**Source passage:**
== == ==
By Roger Noujeim May 28, 2020 Comments Off on Winery Business – What Happens Next

Covid-19 ravaged through the wine business like a major fire that takes with it anything that stands in the way. Many smaller wineries seem like they are on the verge of collapse. Inventory is sitting idle in many wineries for no one to come by the tasting room to pick up, as they have, summer after summer.


Attempts at marketing online with virtual wine tastings and presentations gave hope. But with a dozen or so watchers on Instagram or Zoom spending mere seconds and then dropping off, that dream also vanished fast, for many.

Even the largest of wineries have failed to attract, and, more importantly, keep the attention of consumers throughout their virtual wine tastings. The time, effort and financial investment put towards these events can be categorized by some as a waste. Especially when you involve your winemakers, sommeliers, or owners.

Consumers are tired of passive events that pitch and talk about flavours and what goes with roasted duck.

Almost no one is buying and roasting duck nowadays, folks.

No one wants to watch another talking head pitch their wine and paint pictures of beauty and flowers, either.
== == ==
**Dataset records:**
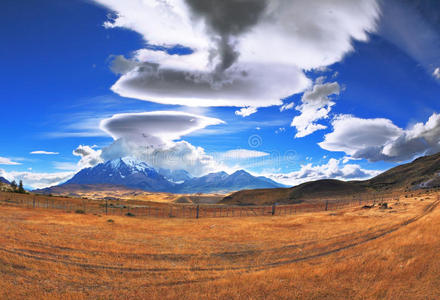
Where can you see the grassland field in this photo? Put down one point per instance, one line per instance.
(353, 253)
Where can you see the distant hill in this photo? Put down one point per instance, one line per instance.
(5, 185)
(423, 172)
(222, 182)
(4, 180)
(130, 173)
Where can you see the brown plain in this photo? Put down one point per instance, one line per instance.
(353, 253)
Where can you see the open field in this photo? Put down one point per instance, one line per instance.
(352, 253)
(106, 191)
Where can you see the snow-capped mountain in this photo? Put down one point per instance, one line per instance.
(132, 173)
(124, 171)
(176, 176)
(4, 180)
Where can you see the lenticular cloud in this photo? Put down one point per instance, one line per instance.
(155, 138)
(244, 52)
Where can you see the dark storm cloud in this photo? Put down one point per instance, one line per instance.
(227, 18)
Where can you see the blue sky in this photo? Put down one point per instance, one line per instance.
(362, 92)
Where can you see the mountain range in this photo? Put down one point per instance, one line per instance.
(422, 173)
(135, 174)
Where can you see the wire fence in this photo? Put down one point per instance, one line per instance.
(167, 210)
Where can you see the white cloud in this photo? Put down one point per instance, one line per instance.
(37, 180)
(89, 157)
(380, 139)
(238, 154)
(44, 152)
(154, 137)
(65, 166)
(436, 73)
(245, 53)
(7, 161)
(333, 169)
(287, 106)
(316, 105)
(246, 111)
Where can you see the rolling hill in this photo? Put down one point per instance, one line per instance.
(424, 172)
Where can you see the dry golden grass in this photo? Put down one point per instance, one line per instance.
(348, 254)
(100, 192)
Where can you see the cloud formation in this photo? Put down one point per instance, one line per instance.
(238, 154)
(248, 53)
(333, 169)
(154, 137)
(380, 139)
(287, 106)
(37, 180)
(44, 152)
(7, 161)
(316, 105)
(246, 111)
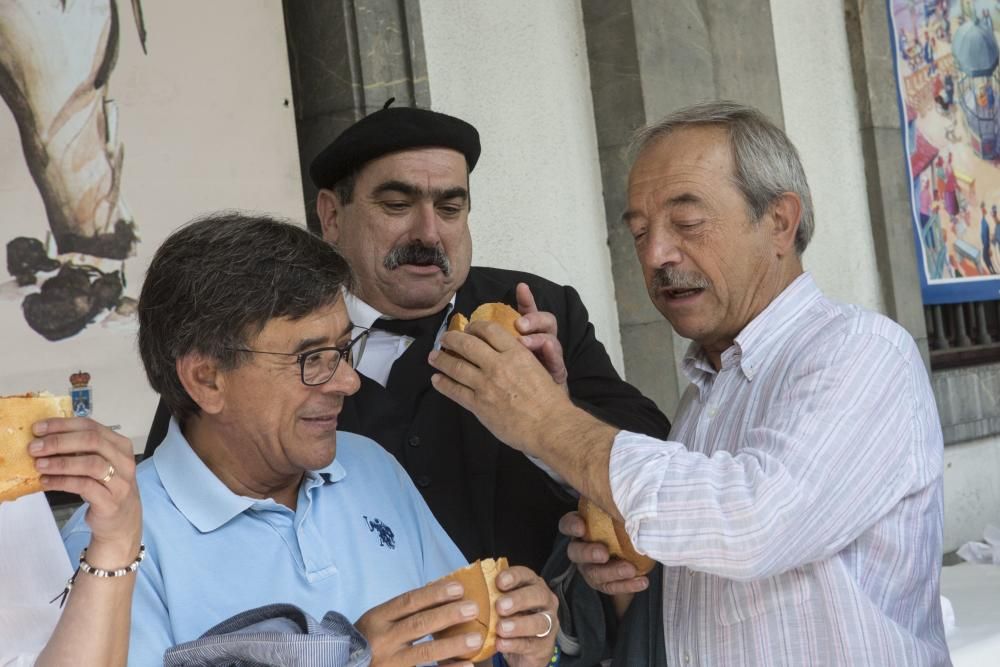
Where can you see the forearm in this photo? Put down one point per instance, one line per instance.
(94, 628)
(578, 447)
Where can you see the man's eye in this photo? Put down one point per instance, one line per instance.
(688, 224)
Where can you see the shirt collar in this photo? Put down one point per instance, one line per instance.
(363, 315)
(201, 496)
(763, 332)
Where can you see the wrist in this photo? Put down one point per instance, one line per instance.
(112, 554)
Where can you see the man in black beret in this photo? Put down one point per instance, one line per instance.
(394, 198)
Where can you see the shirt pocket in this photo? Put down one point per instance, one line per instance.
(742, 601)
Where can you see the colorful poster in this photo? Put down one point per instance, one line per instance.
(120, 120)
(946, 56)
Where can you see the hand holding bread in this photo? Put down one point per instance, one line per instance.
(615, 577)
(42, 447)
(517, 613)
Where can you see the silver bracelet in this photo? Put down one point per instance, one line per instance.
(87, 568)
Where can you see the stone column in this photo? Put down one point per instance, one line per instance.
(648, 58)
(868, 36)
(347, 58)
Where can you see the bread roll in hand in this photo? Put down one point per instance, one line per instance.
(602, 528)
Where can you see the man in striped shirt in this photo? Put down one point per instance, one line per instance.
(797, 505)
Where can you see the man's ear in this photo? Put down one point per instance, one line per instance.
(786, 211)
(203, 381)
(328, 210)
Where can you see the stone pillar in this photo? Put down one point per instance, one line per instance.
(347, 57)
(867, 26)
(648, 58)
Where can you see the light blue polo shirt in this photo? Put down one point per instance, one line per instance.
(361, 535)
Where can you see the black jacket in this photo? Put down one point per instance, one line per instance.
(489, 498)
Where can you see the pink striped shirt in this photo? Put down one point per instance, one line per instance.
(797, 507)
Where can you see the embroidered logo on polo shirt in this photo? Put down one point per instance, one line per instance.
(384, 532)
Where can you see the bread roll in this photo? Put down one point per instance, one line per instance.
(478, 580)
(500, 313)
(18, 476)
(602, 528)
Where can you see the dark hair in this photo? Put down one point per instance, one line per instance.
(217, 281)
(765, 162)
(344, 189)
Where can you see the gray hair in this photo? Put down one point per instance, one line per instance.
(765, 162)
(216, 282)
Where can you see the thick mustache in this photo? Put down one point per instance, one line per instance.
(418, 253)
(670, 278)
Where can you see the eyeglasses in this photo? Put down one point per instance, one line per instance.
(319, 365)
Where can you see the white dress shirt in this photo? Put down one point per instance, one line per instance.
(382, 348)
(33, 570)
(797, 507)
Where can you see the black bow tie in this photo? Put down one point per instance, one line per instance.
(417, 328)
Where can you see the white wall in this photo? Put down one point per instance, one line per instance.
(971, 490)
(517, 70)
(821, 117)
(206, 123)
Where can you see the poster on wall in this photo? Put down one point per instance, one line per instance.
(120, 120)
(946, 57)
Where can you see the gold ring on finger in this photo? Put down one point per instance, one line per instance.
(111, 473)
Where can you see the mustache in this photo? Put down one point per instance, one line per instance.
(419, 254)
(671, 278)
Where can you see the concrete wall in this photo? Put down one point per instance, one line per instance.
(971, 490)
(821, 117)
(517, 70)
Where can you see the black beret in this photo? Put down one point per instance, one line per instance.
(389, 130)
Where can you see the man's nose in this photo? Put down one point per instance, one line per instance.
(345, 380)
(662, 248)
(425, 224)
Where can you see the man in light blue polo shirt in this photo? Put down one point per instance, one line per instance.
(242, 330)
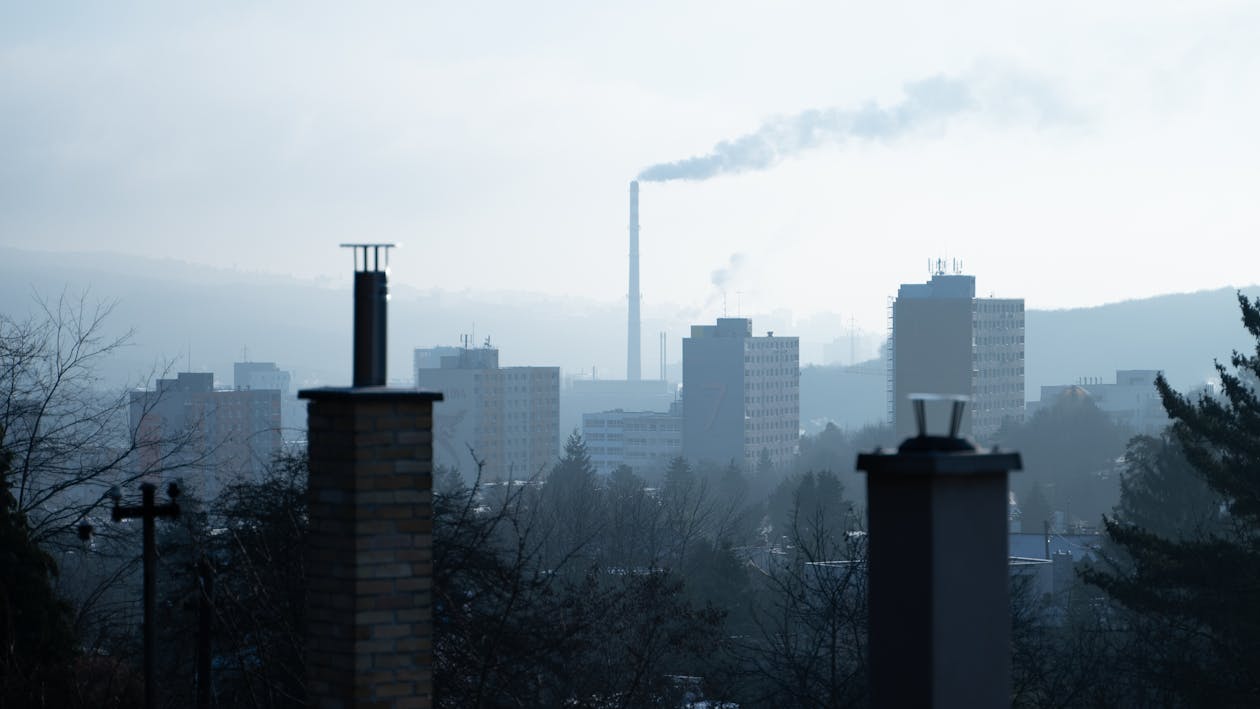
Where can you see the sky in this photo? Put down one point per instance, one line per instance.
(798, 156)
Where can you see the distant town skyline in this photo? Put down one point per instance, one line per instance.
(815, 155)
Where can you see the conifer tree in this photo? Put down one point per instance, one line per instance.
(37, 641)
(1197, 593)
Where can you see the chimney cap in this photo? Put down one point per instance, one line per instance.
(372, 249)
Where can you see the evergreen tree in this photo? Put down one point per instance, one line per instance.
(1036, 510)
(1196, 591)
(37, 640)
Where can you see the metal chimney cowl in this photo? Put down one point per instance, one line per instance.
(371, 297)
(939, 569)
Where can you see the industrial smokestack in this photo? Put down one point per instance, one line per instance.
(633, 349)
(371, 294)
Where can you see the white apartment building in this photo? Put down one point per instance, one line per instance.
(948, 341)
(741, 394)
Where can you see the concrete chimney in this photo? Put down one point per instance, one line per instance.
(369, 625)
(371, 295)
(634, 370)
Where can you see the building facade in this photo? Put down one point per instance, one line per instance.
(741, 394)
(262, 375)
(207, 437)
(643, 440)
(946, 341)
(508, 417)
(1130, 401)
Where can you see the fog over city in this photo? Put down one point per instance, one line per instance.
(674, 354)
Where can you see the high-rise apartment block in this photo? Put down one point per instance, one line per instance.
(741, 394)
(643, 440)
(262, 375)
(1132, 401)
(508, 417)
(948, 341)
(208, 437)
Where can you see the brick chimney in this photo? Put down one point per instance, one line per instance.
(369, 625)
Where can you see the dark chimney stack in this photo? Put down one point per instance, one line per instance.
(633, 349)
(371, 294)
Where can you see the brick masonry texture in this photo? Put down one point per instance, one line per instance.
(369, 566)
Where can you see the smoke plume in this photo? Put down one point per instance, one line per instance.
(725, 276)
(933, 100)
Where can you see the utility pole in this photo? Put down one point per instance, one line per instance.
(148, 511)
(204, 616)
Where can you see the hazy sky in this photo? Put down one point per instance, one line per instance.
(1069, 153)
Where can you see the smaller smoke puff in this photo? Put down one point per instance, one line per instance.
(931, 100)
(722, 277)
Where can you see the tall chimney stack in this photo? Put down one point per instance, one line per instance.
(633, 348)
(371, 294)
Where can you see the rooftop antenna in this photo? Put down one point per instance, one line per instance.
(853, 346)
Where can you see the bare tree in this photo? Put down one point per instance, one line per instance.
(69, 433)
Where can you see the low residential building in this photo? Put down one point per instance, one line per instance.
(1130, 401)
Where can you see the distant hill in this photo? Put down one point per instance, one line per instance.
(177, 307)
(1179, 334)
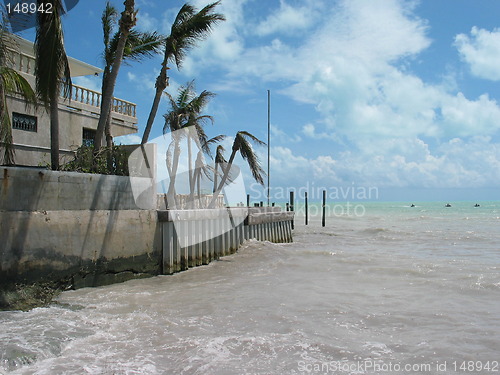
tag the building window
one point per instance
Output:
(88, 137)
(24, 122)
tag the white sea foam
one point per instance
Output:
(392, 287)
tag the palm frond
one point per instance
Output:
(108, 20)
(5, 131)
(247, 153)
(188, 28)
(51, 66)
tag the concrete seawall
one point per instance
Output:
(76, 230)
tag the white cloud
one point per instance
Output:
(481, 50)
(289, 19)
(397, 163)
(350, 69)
== == ==
**Task item:**
Please write the next part of the article on wineries during Covid-19, picking up right after its last sentence above.

**Task result:**
People want to be ENGAGED and INVOLVED, not just spoken to. There is enough of that on Netflix and the news.


By now, many wineries would have seen a huge jump in their DTC (Direct To Consumer) sales. It may get exciting to see DTC sales online rise by 100, 200, 300 percent or more year over year. But does that really mean much? Is the over-excitement warranted? This massive online DTC buying growth is merely a reaction to the lock down. It is not a reflection of brand power or marketing efforts, in most cases. In a state of lock down, most people would rather buy things online, than go to a store.

Whether you should be excited about your DTC sales or not, depends on how you answer these two questions:

1- Have my overall sales gone up year over year?

2- Am I able to convert online DTC clients to long term return buyers and wine club members, at a relatively fast rate?

If the answer is yes, to at least one of the two questions, you are in good shape, at least for now. If it’s a no, it’s important to take a step back to figure what must change.


Now is the time to invest in new ideas, information, data, learning about your customers and markets, and in projects you contemplated years ago but never started.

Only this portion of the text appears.